---------- Source material ----------

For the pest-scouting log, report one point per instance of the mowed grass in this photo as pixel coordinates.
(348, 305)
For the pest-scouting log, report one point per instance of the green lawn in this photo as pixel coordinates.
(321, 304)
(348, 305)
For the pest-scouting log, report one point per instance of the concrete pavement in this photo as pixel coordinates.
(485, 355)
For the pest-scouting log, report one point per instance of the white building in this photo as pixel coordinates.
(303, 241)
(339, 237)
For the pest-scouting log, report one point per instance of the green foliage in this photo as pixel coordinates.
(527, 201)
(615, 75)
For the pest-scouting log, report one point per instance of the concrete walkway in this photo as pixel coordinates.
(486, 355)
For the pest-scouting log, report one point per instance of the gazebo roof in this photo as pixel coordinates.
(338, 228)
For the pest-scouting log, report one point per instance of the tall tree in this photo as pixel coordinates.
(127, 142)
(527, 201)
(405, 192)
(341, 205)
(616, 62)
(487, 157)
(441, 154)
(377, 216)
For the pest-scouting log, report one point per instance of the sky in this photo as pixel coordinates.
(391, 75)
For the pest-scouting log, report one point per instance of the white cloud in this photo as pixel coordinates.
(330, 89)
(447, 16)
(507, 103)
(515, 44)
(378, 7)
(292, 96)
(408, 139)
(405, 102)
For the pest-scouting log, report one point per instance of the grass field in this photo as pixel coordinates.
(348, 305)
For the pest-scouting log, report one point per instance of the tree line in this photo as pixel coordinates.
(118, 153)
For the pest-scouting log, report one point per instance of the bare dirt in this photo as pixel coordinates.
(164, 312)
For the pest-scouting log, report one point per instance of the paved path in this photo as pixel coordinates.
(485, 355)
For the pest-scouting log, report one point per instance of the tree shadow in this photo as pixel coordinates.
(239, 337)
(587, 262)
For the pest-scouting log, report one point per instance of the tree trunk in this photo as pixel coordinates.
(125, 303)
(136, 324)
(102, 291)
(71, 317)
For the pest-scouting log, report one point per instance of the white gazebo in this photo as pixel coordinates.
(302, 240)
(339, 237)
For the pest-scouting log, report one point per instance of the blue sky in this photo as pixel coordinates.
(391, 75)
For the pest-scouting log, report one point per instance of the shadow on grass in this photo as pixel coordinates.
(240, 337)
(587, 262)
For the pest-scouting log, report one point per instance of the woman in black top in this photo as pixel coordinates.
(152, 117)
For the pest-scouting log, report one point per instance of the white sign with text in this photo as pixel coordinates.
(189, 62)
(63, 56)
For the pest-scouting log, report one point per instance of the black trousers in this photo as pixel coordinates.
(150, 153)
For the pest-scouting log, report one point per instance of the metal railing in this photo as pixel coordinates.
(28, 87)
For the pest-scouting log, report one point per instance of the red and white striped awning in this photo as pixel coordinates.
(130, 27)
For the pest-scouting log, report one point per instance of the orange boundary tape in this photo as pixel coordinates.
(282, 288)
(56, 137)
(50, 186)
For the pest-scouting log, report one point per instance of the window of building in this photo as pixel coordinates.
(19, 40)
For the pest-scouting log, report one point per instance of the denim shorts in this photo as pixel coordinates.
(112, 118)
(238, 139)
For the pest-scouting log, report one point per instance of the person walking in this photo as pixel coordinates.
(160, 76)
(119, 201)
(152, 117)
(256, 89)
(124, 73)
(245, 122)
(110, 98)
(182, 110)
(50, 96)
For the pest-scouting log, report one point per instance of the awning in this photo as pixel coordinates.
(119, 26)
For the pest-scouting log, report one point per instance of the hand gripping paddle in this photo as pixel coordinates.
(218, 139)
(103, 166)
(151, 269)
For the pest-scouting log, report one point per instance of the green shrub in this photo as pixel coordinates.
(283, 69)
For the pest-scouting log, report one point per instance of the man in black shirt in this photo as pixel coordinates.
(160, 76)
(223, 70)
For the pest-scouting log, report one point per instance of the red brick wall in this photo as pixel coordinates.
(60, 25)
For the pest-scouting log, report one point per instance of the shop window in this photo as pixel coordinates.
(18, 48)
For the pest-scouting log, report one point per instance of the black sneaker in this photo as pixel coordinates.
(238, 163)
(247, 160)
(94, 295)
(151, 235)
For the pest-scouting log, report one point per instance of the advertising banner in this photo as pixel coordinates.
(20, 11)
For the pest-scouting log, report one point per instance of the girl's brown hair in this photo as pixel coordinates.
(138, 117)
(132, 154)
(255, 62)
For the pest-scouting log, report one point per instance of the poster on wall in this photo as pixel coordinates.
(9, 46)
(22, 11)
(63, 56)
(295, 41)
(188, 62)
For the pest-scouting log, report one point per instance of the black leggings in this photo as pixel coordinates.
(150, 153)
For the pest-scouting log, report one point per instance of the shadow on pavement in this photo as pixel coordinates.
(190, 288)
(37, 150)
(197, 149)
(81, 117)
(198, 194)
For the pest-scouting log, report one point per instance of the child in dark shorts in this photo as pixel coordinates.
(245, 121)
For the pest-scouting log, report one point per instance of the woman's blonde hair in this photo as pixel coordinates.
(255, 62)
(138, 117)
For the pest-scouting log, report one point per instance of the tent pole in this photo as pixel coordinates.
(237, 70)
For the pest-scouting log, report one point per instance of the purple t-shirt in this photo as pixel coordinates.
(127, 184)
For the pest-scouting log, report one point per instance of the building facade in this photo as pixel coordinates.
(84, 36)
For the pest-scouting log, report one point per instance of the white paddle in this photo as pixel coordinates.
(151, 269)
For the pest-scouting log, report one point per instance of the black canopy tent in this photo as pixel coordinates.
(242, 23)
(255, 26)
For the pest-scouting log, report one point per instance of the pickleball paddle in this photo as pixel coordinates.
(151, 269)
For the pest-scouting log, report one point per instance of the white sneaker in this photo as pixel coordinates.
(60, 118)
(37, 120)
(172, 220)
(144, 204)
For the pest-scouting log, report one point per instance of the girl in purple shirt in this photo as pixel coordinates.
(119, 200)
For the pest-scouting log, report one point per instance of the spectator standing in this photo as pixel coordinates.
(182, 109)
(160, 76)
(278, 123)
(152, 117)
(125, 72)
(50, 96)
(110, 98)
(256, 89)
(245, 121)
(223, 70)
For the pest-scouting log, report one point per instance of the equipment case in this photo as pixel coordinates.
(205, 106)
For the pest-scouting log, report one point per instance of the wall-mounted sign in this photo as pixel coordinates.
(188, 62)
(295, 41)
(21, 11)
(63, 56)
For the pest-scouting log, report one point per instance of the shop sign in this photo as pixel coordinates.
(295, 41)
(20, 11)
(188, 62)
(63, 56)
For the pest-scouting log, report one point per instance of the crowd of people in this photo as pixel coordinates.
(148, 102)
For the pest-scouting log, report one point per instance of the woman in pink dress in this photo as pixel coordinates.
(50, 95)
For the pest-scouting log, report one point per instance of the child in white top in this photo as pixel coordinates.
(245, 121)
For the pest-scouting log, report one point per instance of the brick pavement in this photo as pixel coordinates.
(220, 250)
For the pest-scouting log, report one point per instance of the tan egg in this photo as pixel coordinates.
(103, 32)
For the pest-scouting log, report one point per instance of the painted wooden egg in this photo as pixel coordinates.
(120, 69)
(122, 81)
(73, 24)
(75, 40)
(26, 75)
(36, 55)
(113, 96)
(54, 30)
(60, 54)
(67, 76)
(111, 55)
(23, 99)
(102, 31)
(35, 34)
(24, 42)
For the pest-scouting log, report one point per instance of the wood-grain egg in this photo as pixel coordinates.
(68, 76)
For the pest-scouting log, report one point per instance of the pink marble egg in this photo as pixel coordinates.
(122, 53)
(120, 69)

----------

→ **Exercise details**
Write out the full listing exactly as given.

→ **Exercise result**
For the pest-scouting log, report one point per instance of the mowed grass in this photo as pixel coordinates.
(348, 305)
For the pest-scouting log, report one point per instance of the green lawn in this photo as pixel coordinates.
(321, 304)
(348, 305)
For the pest-scouting log, report one point per instance of the concrete pavement in this photo as pixel coordinates.
(485, 355)
For the pest-scouting log, report one point per instance of the white building in this photo as pixel coordinates.
(303, 241)
(339, 237)
For the pest-scouting log, report one point per instance of the green foliage in this photo as pixel coordinates.
(527, 201)
(615, 75)
For the pest-scouting log, report one point per instance of the concrete walkway in this photo as pixel coordinates.
(486, 355)
For the pest-scouting log, report one point per instance of the gazebo roof in this photo as pixel coordinates.
(338, 228)
For the pest-scouting log, report one point per instance of the tall tree in this photo as pixel coordinates.
(127, 142)
(527, 201)
(405, 192)
(341, 205)
(616, 62)
(487, 157)
(441, 154)
(377, 216)
For the pest-scouting log, report one point per instance of the sky in this photo as pixel coordinates.
(391, 75)
For the pest-scouting log, report one point per instance of the white cloud in this photo as pixel coordinates.
(330, 89)
(447, 16)
(507, 103)
(515, 44)
(378, 7)
(292, 96)
(408, 139)
(405, 102)
For the pest-scouting log, report one point per instance of the grass field in this photo as pixel coordinates.
(348, 305)
For the pest-scouting log, report one point per instance of the tree line in this photo as pixel coordinates.
(118, 153)
For the pest-scouting log, report one point per instance of the bare dirt in this photo as pixel coordinates.
(164, 312)
For the pest-scouting log, report one point per instance of the paved path in this photo as pixel coordinates.
(485, 355)
For the pest-scouting log, report one point per instance of the tree shadow in this photo as pixel coordinates.
(239, 337)
(587, 262)
For the pest-scouting log, report one point per instance of the tree trunk in this photo as pixel coordinates.
(125, 303)
(136, 324)
(102, 291)
(71, 317)
For the pest-scouting log, report one point per instance of the white gazebo in this photo as pixel coordinates.
(302, 240)
(339, 237)
For the pest-scouting log, report one point per instance of the blue sky in this photo as pixel coordinates.
(391, 75)
For the pest-scouting log, report one point per instance of the shadow on grass in this photo as pixel coordinates.
(240, 337)
(587, 262)
For the pest-scouting log, report one point per instance of the woman in black top in this photo as pixel coordinates.
(152, 117)
For the pest-scouting log, report one point per instance of the white sign with text in this photo as pixel coordinates.
(189, 62)
(63, 56)
For the pest-scouting log, report one point per instance of the black trousers in this photo as pixel coordinates.
(150, 153)
For the pest-scouting log, report one point per instance of the metal railing in this photo as pixel coordinates.
(28, 87)
For the pest-scouting log, report one point per instance of the red and white striped awning in this photo as pixel coordinates.
(130, 27)
For the pest-scouting log, report one point per instance of the orange boundary tape in this photo as pixel coordinates.
(282, 288)
(56, 137)
(50, 186)
For the pest-scouting log, report one point per instance of the window of building in this photo as pixel coordinates.
(19, 40)
For the pest-scouting log, report one point per instance of the denim shorts in this photo as pixel coordinates.
(112, 118)
(238, 139)
For the pest-scouting log, report one point per instance of the person walking in this photo as pixel coordinates.
(160, 76)
(119, 201)
(152, 117)
(256, 89)
(124, 73)
(245, 122)
(110, 98)
(182, 110)
(50, 96)
For the pest-scouting log, report one point per instance of the awning in this photo as pixel coordinates.
(119, 26)
For the pest-scouting log, report one point per instance of the hand gripping paddle in this photo as pixel coordinates.
(218, 139)
(103, 166)
(151, 269)
For the pest-scouting log, report one point per instance of the green shrub in this photo as pixel coordinates.
(283, 69)
For the pest-scouting log, report one point per instance of the man in black shirt in this photo as pixel coordinates.
(160, 76)
(223, 70)
For the pest-scouting log, report one point per instance of the red brick wall in this photo as pixel coordinates.
(60, 25)
For the pest-scouting log, report one point per instance of the shop window in this photo as pixel coordinates.
(18, 48)
For the pest-scouting log, report one point per instance of the black sneaker in this photo as pixel coordinates.
(238, 163)
(247, 160)
(94, 295)
(151, 235)
For the pest-scouting log, report one point per instance of the advertising banner in this photo as pixel coordinates.
(20, 11)
For the pest-scouting log, report one point per instance of the girl's brown hair in this photo as pixel coordinates.
(138, 117)
(132, 154)
(255, 62)
For the pest-scouting log, report one point per instance of the poster on wall in this photo as pixel coordinates.
(9, 46)
(22, 11)
(63, 56)
(295, 41)
(188, 62)
For the pest-scouting log, report one point per instance of the black leggings in this photo as pixel coordinates.
(150, 153)
For the pest-scouting log, report one point per instance of the shadow on pavement in this photo as pixel coordinates.
(190, 288)
(37, 150)
(197, 149)
(81, 117)
(198, 194)
For the pest-scouting log, report one point per instance of the child in dark shorts in this photo as pixel coordinates.
(245, 121)
For the pest-scouting log, report one point per instance of the woman's blonde hair in this photo as pixel coordinates.
(255, 62)
(138, 117)
For the pest-scouting log, report one point per instance of the tent pole in this photo as pixel coordinates.
(237, 70)
For the pest-scouting log, report one point per instance of the purple t-shirt in this photo as pixel coordinates.
(127, 184)
For the pest-scouting log, report one point per instance of the building facade in this photo as pixel coordinates.
(84, 36)
For the pest-scouting log, report one point per instance of the white paddle in this photo as pixel coordinates.
(151, 269)
For the pest-scouting log, report one point per instance of the black canopy tent in this photo as pixel coordinates.
(242, 23)
(255, 26)
For the pest-scouting log, report one point per instance of the pickleball paddle in this photo as pixel coordinates.
(151, 269)
For the pest-scouting log, report one point per instance of the white sneaker in this photo as pixel coordinates.
(60, 118)
(37, 120)
(172, 220)
(144, 204)
For the pest-scouting log, report one point per instance of the girl in purple shirt in this photo as pixel coordinates.
(119, 200)
For the pest-scouting log, report one point per instance of the spectator standing in this photo as pixel coordinates.
(182, 109)
(160, 76)
(278, 123)
(152, 117)
(125, 72)
(50, 96)
(110, 98)
(256, 89)
(245, 121)
(223, 70)
For the pest-scouting log, report one point per instance of the equipment case in this photo as pixel coordinates.
(205, 106)
For the pest-scouting log, report one point per instance of the wall-mounted sign in this photo as pixel coordinates.
(188, 62)
(295, 41)
(21, 11)
(63, 56)
For the pest-scouting log, report one point per instance of the shop sign in this photo as pixel coordinates.
(295, 41)
(20, 11)
(188, 62)
(63, 56)
For the pest-scouting log, report one point per instance of the crowd of people in this photo as pixel coordinates.
(148, 102)
For the pest-scouting log, report one point per instance of the woman in pink dress in this photo as pixel coordinates.
(50, 95)
For the pest-scouting log, report one point per instance of the child in white top in this photo as pixel coordinates.
(245, 121)
For the pest-scouting log, report one point per instance of the brick pavement in this photo as pixel coordinates.
(220, 250)
For the pest-scouting log, report one point per instance of the tan egg in this photo as pixel coordinates.
(103, 32)
For the pest-scouting log, report one point per instance of the painted wooden egg in this photo as pixel coordinates.
(120, 69)
(122, 81)
(73, 24)
(75, 40)
(26, 75)
(36, 55)
(113, 96)
(54, 30)
(60, 54)
(67, 76)
(111, 55)
(23, 99)
(102, 31)
(35, 34)
(24, 42)
For the pest-scouting log, report one point per instance of the wood-grain egg in this photo as pixel coordinates.
(68, 76)
For the pest-scouting log, report one point per instance of the pink marble egg in this photo as pixel coordinates.
(122, 53)
(120, 69)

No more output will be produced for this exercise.